• Petunjuk Pengerjaan:
(a) Kutiplah tanpa perubahan bagian teks tentang peran apoteker dalam tata kelola obat di antara "Peran apoteker dalam" dan "Penangan Pasien COVID-19.", termasuk kedua batas tersebut.
(b) Menurut teks tentang peran apoteker dalam tata kelola obat, mengapa bahan baku impor untuk pembuatan alat medis terhambat?

Peran apoteker dalam tata kelola obat
Direktur Pelayanan Kefarmasian, Kemenkes RI, Apt. Dita Novianti Sugandi Argadiredja, S.Si., MM., menjadi salah satu narasumber dengan membawakan tema Intervensi Farmasi untuk Penangan Pasien COVID-19.
“Pihak Pelayanan Kefarmasian Kemenkes RI terus melakukan perbandingan dengan apa yang terjadi pada China, Malaysia, dan negara lainnya untuk megatasi hambatan yang Indonesia hadapi. Dimana hal ini harus disesuaikan dengan kondisi yang ada di Indonesia karena Indonesia merupakan negara dengan keberagaman tinggi, sehingga jika Kemenkes mengambil sesuatu kebijakan harus bisa diimplementasikan ke seluruh masyarakat Indonesia.” jelas Dita.
Dita menjelaskan bahwa kebutuhan pada saat COVID 19 menyebar menjadi sangat tinggi baik pada obat, alat kesehatan, APD, desinfektan, reagen. Dalam hal ini, sempat terjadi kekosongan dalam pemenuhan alat-alat medis karena adanya chaos dari masyarakat dan kurangnya pengetahuan, serta bahan baku impor untuk pembuatan alat tersebut terhambat karena lockdown.
“Bisa dilihat dari masalah yang terjadi bahwa peran farmasi dalam penanggulangan COVID ini sangat besar karena merupakan sebuah dorongan dalam sektor farmasi untuk berkembang secara cepat dan inovatif.” paparnya.
Menurutnya, peranan sebagai farmasis tentunya adalah harus memenuhi dalam obat-obatan, namun karena obat yang dibutuhkan harus dikaji, maka pelayanan farmasi posisinya jauh lebih memungkinkan.

• Butir data:
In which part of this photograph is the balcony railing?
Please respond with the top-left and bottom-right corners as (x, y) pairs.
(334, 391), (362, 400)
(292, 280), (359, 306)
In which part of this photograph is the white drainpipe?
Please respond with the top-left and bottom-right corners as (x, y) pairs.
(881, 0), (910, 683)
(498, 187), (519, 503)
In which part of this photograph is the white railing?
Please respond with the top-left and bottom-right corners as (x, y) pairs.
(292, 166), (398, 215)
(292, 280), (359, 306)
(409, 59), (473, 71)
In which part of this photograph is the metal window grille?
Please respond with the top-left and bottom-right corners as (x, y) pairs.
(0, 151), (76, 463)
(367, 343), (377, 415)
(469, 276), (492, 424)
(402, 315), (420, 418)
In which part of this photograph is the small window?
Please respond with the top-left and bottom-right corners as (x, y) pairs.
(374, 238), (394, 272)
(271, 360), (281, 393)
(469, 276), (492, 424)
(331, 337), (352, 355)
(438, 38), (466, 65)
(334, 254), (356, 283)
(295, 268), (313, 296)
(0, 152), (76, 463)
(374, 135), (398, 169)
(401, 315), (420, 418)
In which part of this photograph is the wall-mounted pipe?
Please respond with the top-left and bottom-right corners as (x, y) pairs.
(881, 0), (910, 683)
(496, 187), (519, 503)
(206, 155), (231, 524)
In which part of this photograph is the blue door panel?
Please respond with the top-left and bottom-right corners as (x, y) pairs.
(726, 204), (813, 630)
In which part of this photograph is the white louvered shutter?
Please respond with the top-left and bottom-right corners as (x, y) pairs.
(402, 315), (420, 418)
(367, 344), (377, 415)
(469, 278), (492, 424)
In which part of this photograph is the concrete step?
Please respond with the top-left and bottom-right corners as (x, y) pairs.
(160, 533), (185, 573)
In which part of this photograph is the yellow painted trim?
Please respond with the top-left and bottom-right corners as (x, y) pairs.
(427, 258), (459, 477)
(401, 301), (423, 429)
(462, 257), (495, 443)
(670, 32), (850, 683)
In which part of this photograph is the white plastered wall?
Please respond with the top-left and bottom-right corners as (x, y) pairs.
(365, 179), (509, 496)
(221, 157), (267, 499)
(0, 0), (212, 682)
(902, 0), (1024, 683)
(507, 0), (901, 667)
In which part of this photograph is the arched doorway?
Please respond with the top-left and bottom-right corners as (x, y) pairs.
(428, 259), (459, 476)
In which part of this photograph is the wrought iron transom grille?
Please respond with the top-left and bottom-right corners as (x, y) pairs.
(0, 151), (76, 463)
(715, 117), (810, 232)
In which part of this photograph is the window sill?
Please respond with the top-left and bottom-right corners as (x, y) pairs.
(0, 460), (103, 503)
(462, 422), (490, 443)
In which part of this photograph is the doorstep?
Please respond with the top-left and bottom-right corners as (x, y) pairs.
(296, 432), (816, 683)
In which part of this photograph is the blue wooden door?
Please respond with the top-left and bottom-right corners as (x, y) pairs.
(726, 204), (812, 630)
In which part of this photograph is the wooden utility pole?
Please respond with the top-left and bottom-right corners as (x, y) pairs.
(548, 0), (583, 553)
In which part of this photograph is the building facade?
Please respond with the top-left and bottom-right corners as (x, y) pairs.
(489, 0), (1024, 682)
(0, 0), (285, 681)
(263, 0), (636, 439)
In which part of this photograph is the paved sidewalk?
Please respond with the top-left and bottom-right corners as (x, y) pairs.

• Jawaban Berurutan:
(a)
Peran apoteker dalam tata kelola obat
Direktur Pelayanan Kefarmasian, Kemenkes RI, Apt. Dita Novianti Sugandi Argadiredja, S.Si., MM., menjadi salah satu narasumber dengan membawakan tema Intervensi Farmasi untuk Penangan Pasien COVID-19.

(b) Karena lockdown.